Task instructions: Leave no line out. Transcribe the whole listing exactly.

BEGIN

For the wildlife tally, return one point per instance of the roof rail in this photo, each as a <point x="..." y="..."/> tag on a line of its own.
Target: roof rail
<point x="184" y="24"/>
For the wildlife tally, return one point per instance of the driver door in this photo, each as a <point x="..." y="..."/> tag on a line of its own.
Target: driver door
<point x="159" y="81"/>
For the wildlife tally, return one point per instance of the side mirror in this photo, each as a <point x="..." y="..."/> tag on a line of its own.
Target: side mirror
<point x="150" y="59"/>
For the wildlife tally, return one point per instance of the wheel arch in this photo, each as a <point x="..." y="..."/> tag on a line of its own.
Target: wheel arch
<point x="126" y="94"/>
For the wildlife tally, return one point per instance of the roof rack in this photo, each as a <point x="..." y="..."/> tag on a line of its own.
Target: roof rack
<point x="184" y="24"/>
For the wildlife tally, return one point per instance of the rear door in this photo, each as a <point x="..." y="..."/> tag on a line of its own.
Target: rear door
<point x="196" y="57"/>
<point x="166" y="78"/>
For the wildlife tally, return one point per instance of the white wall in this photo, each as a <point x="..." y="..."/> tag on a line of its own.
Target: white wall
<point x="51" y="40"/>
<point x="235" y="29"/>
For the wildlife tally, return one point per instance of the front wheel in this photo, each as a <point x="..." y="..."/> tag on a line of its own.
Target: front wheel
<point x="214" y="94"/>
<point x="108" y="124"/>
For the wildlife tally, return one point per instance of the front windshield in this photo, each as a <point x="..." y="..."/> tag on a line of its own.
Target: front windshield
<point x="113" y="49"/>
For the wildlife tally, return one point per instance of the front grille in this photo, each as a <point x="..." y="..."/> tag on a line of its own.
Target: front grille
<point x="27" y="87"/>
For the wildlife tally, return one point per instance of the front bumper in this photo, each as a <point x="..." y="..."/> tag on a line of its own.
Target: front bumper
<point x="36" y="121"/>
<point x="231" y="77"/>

END

Solution to this problem:
For the wildlife tally, return one point per instance of the roof rail in this photo, each as a <point x="..." y="..."/> tag on a line of its own.
Target: roof rail
<point x="184" y="24"/>
For the wildlife tally, return one point per instance of the driver door in this photo, each as a <point x="..." y="..."/> tag on a line of its own.
Target: driver door
<point x="159" y="81"/>
For the wildlife tally, return one point per instance of the side mirror in this photo, each as a <point x="..." y="..."/> tag on a line of its own.
Target: side mirror
<point x="150" y="59"/>
For the wildlife tally, return one point per instance of the wheel arch in this photo, each as a <point x="..." y="..."/> tag on a line of its own.
Target: wheel arch
<point x="126" y="94"/>
For the wildlife tally, return one point per instance of the roof rack in this photo, each as a <point x="..." y="..."/> tag on a line of its own.
Target: roof rack
<point x="184" y="24"/>
For the wildlife tally, return one point per instance of the rear door in this photo, each as a <point x="..." y="..."/> tag on a line of its own.
Target: rear door
<point x="196" y="57"/>
<point x="166" y="78"/>
For the wildlife tally, return one point per instance of the white wall in this photo, each as a <point x="..." y="..."/> tag on a line of its own.
Target: white wall
<point x="51" y="40"/>
<point x="235" y="29"/>
For the wildlife tally, return one point per instance of the front wheel in this photo, each as a <point x="..." y="..."/> tag on a line of its own.
Target: front wheel
<point x="214" y="94"/>
<point x="108" y="124"/>
For the wildlife tally, return one point per instance of the front windshield in this photo, each as a <point x="..." y="..."/> tag on a line of its own.
Target: front windshield
<point x="113" y="49"/>
For the wildlife tally, return one point per instance of the front grille in this photo, each as a <point x="..." y="..."/> tag on a line of its own.
Target: front grille
<point x="27" y="87"/>
For the wildlife tally, return one point per instance of the front bumper in this photo, each as a <point x="..." y="..."/> tag on a line of its own.
Target: front bumper
<point x="36" y="121"/>
<point x="231" y="77"/>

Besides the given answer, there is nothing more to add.